──────── TASK INPUTS

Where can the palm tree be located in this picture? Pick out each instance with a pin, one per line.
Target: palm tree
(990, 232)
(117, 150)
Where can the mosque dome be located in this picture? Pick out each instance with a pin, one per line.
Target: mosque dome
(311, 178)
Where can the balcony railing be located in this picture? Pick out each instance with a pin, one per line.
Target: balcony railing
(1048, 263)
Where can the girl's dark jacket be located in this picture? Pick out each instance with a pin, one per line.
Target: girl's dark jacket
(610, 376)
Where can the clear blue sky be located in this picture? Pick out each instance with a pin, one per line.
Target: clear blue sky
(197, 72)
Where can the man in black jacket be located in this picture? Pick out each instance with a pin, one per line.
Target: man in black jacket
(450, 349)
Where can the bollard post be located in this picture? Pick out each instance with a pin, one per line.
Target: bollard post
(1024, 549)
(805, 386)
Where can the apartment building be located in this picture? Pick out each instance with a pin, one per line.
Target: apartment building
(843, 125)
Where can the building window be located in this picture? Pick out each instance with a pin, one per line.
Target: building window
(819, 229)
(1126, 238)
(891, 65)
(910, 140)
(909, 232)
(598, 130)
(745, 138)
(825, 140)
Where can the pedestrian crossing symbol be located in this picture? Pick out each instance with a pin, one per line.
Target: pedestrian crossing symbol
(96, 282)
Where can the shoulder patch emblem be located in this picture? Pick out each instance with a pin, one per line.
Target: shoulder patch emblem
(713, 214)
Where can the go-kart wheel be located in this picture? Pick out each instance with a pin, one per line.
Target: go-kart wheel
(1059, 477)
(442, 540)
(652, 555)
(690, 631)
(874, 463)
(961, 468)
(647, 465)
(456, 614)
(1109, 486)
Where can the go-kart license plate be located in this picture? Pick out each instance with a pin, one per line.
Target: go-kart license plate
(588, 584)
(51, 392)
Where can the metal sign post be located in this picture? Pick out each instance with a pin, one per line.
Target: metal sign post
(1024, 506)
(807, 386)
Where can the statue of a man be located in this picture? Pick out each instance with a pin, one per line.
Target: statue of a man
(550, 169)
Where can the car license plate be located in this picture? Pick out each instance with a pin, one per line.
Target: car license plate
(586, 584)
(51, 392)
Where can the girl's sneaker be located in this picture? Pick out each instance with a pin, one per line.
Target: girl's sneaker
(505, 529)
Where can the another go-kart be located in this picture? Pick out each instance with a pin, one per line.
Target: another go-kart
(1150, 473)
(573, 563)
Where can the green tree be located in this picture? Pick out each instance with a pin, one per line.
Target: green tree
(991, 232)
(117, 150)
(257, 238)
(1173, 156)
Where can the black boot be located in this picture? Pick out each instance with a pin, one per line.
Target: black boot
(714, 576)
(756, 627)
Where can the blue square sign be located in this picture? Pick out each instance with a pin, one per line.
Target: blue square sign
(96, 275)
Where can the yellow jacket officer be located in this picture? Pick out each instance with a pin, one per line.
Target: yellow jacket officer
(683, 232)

────────────────

TASK REQUIREMENTS :: Rewrite every line of the records above as a numbered list, leaving out any blank lines.

THE REPLY ::
1. Where can the palm tree be located in this picture? Pick out each instance with a pin, one per line.
2. Target: palm tree
3. (990, 232)
4. (117, 150)
5. Where can the mosque dome be located in this picture? Pick out each instance with a pin, one per line.
6. Target: mosque dome
7. (311, 178)
8. Where can the balcony railing be located in this picture? Pick out each instance with a pin, one per line.
9. Target: balcony railing
10. (1048, 263)
11. Where can the girl's dark jacket be located in this picture? Pick out each instance with a pin, one per line.
12. Target: girl's dark jacket
13. (610, 376)
14. Where can the clear blue sky be located in this picture? Pick out each instance with a pin, one per line.
15. Target: clear blue sky
16. (197, 72)
17. Where can the man in black jacket be located in this picture? Pick out each instance with a pin, one per line.
18. Target: man in black jacket
19. (450, 349)
20. Where can the bollard post be located in this picture? Pick out each instance with a pin, one per line.
21. Target: bollard post
22. (1024, 549)
23. (805, 386)
24. Where can the apartment building be located in this picture? Pick out each instance with a pin, one per line.
25. Target: apartment building
26. (843, 125)
27. Where can the building window be located in this picture? Pick out each instance with a pin, one per line.
28. Target: building window
29. (819, 229)
30. (1126, 238)
31. (891, 65)
32. (910, 140)
33. (909, 232)
34. (598, 130)
35. (745, 138)
36. (825, 140)
37. Where can the pedestrian crossing symbol be located in this picture? Pick out each instance with a pin, one per line.
38. Target: pedestrian crossing symbol
39. (96, 282)
40. Where can the shoulder patch emblem be located in this picture? Pick out each instance with a pin, one per line.
41. Target: shoulder patch emblem
42. (713, 214)
43. Where can the go-kart wheel be located in this picture? Pick out each instance with a pin, one per line.
44. Target: go-kart wheel
45. (1059, 477)
46. (442, 540)
47. (652, 555)
48. (690, 631)
49. (874, 463)
50. (961, 468)
51. (647, 465)
52. (456, 614)
53. (1109, 486)
54. Where can the go-kart license plate be located in this picture? Pick out each instance with a pin, one per line.
55. Target: go-kart license plate
56. (588, 584)
57. (51, 392)
58. Where can the metal sign post be located in this picture? Pick out each instance with a pin, one per line.
59. Target: metal sign post
60. (1024, 506)
61. (807, 386)
62. Where can the statue of a man be located in this picture? Pick out each instance with a pin, one per line.
63. Target: statue of a man
64. (550, 169)
65. Where can the car license plate be located in this picture? Pick out each instance with a pin, one per line.
66. Target: car license plate
67. (586, 584)
68. (51, 392)
69. Where can the girl's sneaker be located in this picture? Pick out each instance with a pin, one per line.
70. Target: girl's sneaker
71. (505, 529)
72. Where can the another go-kart be located in this picture? Pick out each instance with a pin, one per line.
73. Target: another go-kart
74. (1150, 473)
75. (573, 563)
76. Where can the green tree be located in this picture? Pick out each instance with a pin, one per line.
77. Target: green tree
78. (991, 232)
79. (117, 150)
80. (257, 238)
81. (1173, 156)
82. Where can the black boot be located in this picture? Pick out each instance with a pin, one per line.
83. Target: black boot
84. (714, 576)
85. (756, 627)
86. Where can the blue square sign be located in this picture? Pick out each instance with a pin, one per line.
87. Target: blue square sign
88. (96, 275)
89. Where can the yellow jacket officer be located in this picture? Pick out each instance with a pin, one per line.
90. Target: yellow jacket officer
91. (683, 232)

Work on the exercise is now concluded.